## Quoted passage
# # # #

As a justice-conscious American, I am troubled by the historical roots of the Thanksgiving holiday as a celebration of conquest. But I enjoy some of the modern traditions that have become associated with the holiday: a few days off from work or school, a chance to spend time with loved ones, good food, and the deliberate practice of “thanksgiving”; taking time to think of things we appreciate in our lives.
As disabled people, gratitude can sometimes be hard to find. We may encounter frequent circumstances that make us sad, angry, frustrated, fearful, ashamed, or worried. Some of us may be overwhelmed by physical discomfort or emotional trauma. We may face food or housing insecurity, or feel disconnected from our communities. Amid such struggles, it may be difficult to bring to mind the positives in our lives.
Yet research indicates that making the effort to identify sources of gratitude has a myriad of physical and emotional benefits. In a classic study (links to PDF) college students who were randomly assigned to keep daily or weekly “gratitude journals” reported more positive moods, felt happier about how their lives were going, were more likely to report helping others, and were more optimistic about the future compared with others who wrote about neutral topics. In a follow-up study, the researchers randomly assigned some individuals with neuromuscular disease to write daily gratitude journals. These individuals were not only happier than those who were not assigned to keep gratitude journals, but they also reported getting more sleep each night and feeling more connected to others. In another study,people with chronic pain who reported feeling more gratitude in their everyday lives experienced less symptoms of depression and anxiety, and also reported better sleep than those with less frequent experiences of gratitude.
Negative thoughts and feelings are a bit like gum on the bottom of your shoe; once it’s there, it sticks, and is difficult to scrape away. But gratitude can disrupt negative mind cycles, and if practiced enough, can become a cycle of its own. In fact, some research suggeststhat gratitude can trigger the release of “feel-good” brain chemicals like dopamine and serotonin, which can motivate us to keep looking out for things that make us grateful.
Before I close with some suggestions to start your gratitude journal, I want to address two caveats when we talk about gratitude in the disability community. First, disabled people are often expected to be grateful by others. For example, “You should be grateful when that man almost carried you across the street; he was just trying to help.” Or “don’t ask for that accommodation; you should be grateful to have a job here at all.” Coerced gratefulness doesn’t work; in order to confer benefits, gratitude needs to be natural and organic. Nor is gratefulness a reason to accept the status quo. We can be genuinely grateful for the things we do have, while at the same time, expecting and pushing for the things we deserve.

# # # #

## Records supplied
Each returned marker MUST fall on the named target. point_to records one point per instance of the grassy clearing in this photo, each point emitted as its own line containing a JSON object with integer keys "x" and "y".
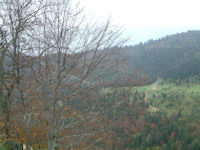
{"x": 170, "y": 98}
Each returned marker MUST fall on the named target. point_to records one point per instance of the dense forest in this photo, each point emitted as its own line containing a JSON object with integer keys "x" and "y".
{"x": 176, "y": 56}
{"x": 69, "y": 83}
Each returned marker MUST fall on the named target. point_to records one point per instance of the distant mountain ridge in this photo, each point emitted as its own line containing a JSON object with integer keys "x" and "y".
{"x": 175, "y": 56}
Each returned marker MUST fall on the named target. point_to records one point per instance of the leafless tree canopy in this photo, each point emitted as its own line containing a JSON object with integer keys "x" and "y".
{"x": 51, "y": 47}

# # # #

## The task
Using the passage on gratitude and disability, answer yes or no to whether each statement agrees with it, and support each answer with the deciding words from the passage quoted exactly. (a) Participants with neuromuscular disease who kept daily gratitude journals reported getting more sleep each night. (b) The writer holds that being grateful is a reason to accept the status quo. (c) In the classic study, the students in the comparison group wrote about negative topics.

## Written response
(a) Yes: "they also reported getting more sleep each night"
(b) No: "Nor is gratefulness a reason to accept the status quo."
(c) No: "compared with others who wrote about neutral topics"